MATERIAL SHOWN ▸
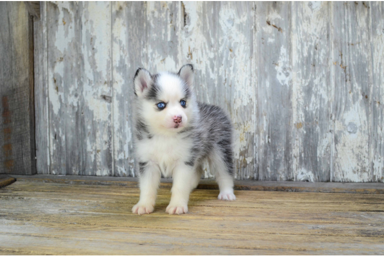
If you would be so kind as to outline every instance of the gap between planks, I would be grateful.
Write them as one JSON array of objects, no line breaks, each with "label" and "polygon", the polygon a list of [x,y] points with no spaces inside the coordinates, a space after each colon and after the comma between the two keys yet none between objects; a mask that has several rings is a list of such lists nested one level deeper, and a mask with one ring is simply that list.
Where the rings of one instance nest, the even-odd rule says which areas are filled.
[{"label": "gap between planks", "polygon": [[[54,175],[12,175],[17,181],[36,181],[73,185],[94,185],[138,187],[137,178],[97,177],[94,176],[57,176]],[[172,179],[162,178],[160,187],[170,188]],[[201,179],[198,189],[217,190],[213,180]],[[294,182],[259,180],[235,180],[235,190],[384,194],[382,183],[344,183],[337,182]]]}]

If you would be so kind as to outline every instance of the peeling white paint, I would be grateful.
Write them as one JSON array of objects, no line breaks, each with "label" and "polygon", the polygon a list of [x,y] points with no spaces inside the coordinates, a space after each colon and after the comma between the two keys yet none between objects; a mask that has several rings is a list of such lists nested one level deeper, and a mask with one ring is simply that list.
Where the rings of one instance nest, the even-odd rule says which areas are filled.
[{"label": "peeling white paint", "polygon": [[[196,71],[199,100],[231,115],[235,177],[258,178],[261,170],[278,180],[325,180],[321,172],[336,181],[384,179],[382,144],[372,143],[382,141],[383,121],[371,116],[382,114],[384,103],[384,33],[382,26],[370,23],[382,9],[373,6],[381,4],[368,3],[368,10],[317,1],[279,2],[276,8],[268,3],[52,3],[48,11],[57,16],[46,23],[52,174],[85,168],[87,174],[135,176],[129,109],[135,71],[140,65],[176,71],[189,63]],[[63,152],[76,145],[81,157],[66,167],[74,155]],[[213,177],[204,169],[204,177]]]}]

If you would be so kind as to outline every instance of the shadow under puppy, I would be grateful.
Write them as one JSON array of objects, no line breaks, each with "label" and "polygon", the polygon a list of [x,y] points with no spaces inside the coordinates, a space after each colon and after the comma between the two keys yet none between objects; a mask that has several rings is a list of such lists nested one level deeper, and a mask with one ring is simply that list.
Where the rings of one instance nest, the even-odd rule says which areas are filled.
[{"label": "shadow under puppy", "polygon": [[141,215],[153,211],[162,173],[173,178],[166,212],[186,213],[205,159],[219,184],[218,198],[235,200],[232,125],[220,107],[196,101],[192,65],[183,66],[178,74],[151,75],[139,68],[133,82],[140,199],[132,212]]}]

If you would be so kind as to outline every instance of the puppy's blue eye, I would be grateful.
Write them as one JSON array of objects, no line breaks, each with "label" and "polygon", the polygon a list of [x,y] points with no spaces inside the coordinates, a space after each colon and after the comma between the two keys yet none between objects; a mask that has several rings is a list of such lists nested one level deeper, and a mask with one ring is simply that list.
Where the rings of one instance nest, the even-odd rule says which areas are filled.
[{"label": "puppy's blue eye", "polygon": [[159,103],[157,104],[157,107],[159,109],[163,109],[165,107],[165,104],[164,103]]}]

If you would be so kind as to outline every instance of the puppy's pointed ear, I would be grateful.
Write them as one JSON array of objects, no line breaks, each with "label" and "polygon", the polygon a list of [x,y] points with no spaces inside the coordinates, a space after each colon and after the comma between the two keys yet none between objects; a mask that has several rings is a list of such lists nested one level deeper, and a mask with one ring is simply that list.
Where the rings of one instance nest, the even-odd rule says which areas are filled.
[{"label": "puppy's pointed ear", "polygon": [[139,68],[133,78],[135,94],[141,96],[143,92],[150,87],[152,79],[149,71],[143,68]]},{"label": "puppy's pointed ear", "polygon": [[181,67],[178,74],[187,85],[191,88],[194,87],[194,66],[192,64],[186,64]]}]

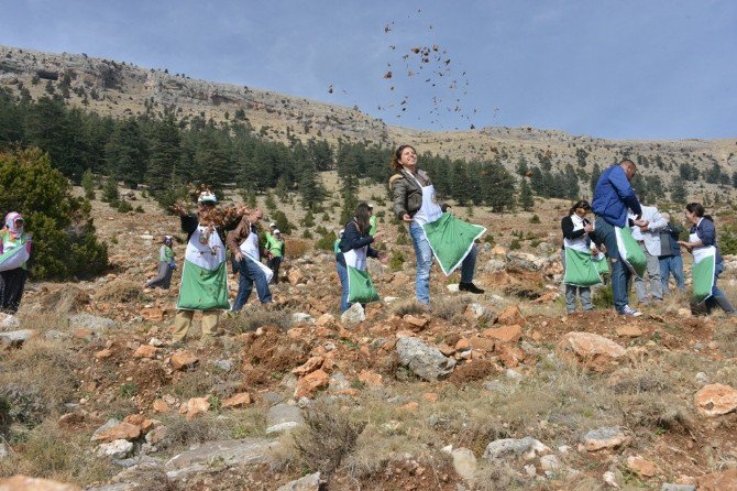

EXERCISE TASK ▸ How many lines in the records above contain the word "under"? Reply with the number alone.

WRITTEN SOLUTION ▸ 2